**TASK**:
Filter the lines below and copy out each one that contains the word "black".

[Location labeling records]
· · · · ·

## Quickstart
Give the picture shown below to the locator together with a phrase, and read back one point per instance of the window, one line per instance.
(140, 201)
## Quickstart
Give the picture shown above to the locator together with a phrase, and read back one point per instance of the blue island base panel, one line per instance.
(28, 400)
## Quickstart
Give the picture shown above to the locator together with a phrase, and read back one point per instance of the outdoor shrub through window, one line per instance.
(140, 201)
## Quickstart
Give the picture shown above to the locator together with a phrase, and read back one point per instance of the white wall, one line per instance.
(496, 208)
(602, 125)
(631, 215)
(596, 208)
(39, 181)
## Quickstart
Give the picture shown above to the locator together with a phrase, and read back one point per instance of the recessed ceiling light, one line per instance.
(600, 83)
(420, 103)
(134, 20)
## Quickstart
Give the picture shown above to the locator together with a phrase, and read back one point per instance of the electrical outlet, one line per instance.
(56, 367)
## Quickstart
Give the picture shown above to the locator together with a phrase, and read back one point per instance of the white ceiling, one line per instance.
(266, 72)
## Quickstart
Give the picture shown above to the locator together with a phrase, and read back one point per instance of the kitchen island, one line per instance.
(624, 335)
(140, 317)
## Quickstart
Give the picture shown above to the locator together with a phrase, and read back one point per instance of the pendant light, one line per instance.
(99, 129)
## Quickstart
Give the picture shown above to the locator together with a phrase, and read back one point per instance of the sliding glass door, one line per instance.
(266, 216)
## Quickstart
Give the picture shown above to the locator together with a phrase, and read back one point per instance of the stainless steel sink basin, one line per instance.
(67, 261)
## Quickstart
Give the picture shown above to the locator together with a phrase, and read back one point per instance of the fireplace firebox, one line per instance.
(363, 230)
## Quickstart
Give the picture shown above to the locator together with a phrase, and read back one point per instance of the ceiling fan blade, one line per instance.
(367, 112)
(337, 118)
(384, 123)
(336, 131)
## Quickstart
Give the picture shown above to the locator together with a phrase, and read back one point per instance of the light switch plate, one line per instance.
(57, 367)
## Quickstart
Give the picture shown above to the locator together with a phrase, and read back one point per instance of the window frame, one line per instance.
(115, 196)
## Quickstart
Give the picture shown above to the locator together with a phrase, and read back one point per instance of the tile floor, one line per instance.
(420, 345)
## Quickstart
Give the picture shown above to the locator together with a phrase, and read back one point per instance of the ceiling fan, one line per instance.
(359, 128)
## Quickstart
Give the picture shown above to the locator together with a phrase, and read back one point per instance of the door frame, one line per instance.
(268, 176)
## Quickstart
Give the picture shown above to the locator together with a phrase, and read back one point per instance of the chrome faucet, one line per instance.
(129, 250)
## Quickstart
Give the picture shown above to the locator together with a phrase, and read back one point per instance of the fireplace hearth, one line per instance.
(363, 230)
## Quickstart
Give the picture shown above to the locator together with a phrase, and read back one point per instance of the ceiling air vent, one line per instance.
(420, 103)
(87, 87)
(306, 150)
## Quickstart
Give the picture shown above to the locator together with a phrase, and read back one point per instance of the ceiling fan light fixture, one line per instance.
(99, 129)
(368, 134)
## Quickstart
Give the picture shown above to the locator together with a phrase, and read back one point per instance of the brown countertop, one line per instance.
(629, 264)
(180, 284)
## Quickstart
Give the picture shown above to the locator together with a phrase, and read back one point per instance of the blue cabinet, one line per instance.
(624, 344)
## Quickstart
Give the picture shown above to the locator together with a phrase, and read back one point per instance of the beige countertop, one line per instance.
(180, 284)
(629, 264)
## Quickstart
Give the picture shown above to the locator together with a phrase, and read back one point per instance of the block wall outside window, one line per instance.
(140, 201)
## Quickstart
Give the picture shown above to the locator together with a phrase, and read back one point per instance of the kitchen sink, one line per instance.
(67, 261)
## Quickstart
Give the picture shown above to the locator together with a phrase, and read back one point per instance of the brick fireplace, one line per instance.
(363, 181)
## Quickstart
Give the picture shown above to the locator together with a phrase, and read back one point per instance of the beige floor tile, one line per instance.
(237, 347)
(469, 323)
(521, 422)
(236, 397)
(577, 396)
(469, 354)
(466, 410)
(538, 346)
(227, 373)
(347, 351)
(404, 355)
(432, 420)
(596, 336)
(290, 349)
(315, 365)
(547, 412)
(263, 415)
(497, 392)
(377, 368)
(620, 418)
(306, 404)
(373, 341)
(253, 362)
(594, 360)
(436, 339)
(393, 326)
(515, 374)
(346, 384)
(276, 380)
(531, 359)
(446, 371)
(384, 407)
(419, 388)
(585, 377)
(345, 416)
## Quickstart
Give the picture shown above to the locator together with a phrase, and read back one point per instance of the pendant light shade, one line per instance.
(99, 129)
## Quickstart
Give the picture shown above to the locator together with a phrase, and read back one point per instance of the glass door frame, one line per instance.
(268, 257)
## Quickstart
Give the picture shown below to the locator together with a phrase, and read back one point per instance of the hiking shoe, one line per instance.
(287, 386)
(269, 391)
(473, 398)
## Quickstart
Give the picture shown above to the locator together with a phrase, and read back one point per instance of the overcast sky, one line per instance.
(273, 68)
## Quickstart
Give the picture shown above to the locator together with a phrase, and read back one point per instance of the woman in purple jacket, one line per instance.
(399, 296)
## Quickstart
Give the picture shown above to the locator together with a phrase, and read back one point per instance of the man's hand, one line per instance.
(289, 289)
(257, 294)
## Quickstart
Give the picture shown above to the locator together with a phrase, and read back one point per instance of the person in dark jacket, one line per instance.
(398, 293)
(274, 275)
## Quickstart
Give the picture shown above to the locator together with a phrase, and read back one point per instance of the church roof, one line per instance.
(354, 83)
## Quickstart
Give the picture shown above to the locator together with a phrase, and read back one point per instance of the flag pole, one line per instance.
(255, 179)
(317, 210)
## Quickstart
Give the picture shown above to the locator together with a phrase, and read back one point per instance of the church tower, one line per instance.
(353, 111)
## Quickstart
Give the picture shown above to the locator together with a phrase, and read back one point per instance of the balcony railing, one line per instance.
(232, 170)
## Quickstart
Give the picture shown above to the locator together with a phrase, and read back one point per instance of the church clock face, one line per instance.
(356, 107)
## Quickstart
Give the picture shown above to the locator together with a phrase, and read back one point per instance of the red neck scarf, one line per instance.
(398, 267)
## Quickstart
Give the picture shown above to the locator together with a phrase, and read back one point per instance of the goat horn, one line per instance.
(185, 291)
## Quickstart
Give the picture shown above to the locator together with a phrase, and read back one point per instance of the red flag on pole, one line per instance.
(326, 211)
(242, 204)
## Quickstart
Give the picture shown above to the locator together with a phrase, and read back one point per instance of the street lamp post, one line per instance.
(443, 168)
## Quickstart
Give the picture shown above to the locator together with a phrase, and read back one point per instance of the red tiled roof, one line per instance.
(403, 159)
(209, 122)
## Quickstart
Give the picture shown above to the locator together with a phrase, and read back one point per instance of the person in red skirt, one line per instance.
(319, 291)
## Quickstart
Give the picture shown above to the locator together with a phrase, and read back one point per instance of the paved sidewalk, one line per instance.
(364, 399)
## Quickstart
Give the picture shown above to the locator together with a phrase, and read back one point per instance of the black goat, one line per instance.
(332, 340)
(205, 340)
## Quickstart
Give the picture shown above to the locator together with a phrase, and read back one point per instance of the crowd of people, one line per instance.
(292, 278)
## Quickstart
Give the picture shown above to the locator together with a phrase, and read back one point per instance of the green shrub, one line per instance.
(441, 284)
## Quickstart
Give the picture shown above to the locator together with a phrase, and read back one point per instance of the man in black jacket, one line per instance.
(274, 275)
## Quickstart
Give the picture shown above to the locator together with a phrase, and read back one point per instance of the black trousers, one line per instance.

· · · · ·

**EXERCISE ANSWER**:
Give the picture shown above to the locator together with a phrase, and read back one point per instance of the black goat, one line per instance.
Give the picture shown above to the locator together with a phrase, and read back one point per instance of the man in black jacket, one line per instance.
Give the picture shown above to the locator together with a phrase, and read back one point per instance of the black trousers, one line per instance.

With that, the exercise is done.